Entries shown:
=-=-=
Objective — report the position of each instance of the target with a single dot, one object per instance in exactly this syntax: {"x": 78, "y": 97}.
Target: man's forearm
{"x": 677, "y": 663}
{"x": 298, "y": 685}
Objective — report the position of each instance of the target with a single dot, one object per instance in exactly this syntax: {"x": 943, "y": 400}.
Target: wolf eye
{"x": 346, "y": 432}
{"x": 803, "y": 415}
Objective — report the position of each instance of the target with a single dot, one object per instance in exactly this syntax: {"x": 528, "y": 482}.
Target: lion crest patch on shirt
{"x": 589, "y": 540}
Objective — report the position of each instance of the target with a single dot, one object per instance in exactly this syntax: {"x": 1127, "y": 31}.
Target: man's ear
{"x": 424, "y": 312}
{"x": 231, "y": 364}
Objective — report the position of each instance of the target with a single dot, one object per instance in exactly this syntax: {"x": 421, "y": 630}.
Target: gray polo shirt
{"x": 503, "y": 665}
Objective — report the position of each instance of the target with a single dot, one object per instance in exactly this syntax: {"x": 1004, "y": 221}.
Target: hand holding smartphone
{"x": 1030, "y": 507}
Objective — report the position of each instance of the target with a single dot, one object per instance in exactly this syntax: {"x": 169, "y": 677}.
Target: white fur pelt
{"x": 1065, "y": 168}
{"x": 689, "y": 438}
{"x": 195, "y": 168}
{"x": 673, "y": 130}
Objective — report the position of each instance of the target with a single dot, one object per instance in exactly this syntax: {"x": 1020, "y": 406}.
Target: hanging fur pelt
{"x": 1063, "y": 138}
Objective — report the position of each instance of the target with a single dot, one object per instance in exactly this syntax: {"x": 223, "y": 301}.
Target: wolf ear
=-=-=
To be done:
Transcribe the entire listing above precisely.

Response for this exercise:
Objective — report the position of each instance of the target with a single dot, one object per instance in exactly this syntax: {"x": 78, "y": 97}.
Target: man's forearm
{"x": 677, "y": 663}
{"x": 298, "y": 685}
Objective — report the position of each instance of the target with a single dot, one object per instance in exactly this syntax: {"x": 943, "y": 400}.
Target: wolf eye
{"x": 346, "y": 432}
{"x": 803, "y": 415}
Objective — report the position of each instance of the target with a single dot, one object per instance in exactly this syntax: {"x": 528, "y": 482}.
Target: lion crest patch on shirt
{"x": 589, "y": 540}
Objective — report the position of each instance of the target with a single dot, one object per instance in exactly this syntax: {"x": 1127, "y": 31}.
Target: man's ear
{"x": 424, "y": 312}
{"x": 231, "y": 364}
Objective — report the position of each instance of the target with a single dot, one object per instance in exactly this syntax: {"x": 421, "y": 630}.
Target: gray polo shirt
{"x": 503, "y": 665}
Objective — report the position of each instance of the target with a single dot, one object per instance in exactly this syntax: {"x": 1004, "y": 221}.
Target: hand holding smartphone
{"x": 1030, "y": 507}
Objective — report the position of each instance of the target with a single dot, one object per instance in exactly this syntax: {"x": 169, "y": 677}.
Target: white fur pelt
{"x": 1065, "y": 168}
{"x": 689, "y": 438}
{"x": 195, "y": 168}
{"x": 673, "y": 130}
Objective — report the position of each instance of the target with a single dot, one object per instance in exactly this syntax: {"x": 1020, "y": 406}.
Target: hanging fur pelt
{"x": 1063, "y": 138}
Objective — report the position of each instance of the target with a single dot, one object per instance in exactly this syntax: {"x": 223, "y": 301}.
Target: wolf ear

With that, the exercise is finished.